§ INPUT RECORDS

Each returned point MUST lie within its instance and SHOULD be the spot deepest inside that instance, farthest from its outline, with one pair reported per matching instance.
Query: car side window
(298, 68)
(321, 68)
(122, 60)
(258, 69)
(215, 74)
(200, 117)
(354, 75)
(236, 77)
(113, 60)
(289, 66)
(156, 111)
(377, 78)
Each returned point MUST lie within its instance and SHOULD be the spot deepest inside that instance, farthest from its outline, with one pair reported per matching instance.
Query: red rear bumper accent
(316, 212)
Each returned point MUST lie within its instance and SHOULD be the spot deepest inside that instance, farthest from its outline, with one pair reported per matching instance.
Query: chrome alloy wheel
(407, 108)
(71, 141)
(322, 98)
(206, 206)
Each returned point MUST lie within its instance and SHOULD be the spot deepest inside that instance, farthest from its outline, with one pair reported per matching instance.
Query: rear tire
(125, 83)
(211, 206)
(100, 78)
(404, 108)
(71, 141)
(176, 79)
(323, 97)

§ TASK ITEM
Produce the whole listing once more, exactly.

§ YOUR RESPONSE
Each returned point MUST lie within its instance and SHOULD be the spot deepest inside that instance, farthest from its outline, with one pair reported per matching instance.
Query: car side window
(298, 68)
(321, 68)
(122, 60)
(258, 69)
(215, 74)
(200, 117)
(354, 75)
(236, 77)
(113, 60)
(289, 66)
(156, 111)
(377, 78)
Each returned point MUST lie within its instance and SHOULD be the spot deepest inside that instance, farthest from its outline, with one pair reported per matching instance.
Query: red rear bumper accent
(316, 212)
Each returned point MUST lie within its instance and SHOULD be the spot deepest inside that instance, farthest from its outline, with one pair reported per matching instance.
Query: chrome alloy wheel
(407, 108)
(71, 141)
(322, 98)
(206, 206)
Each returned point MUST lie within its instance and SHOULD be the spot deepest inside that instance, farthest from its outline, with one pair reported per matching instance.
Query: rear tire
(125, 83)
(211, 206)
(100, 78)
(404, 108)
(71, 141)
(176, 79)
(323, 97)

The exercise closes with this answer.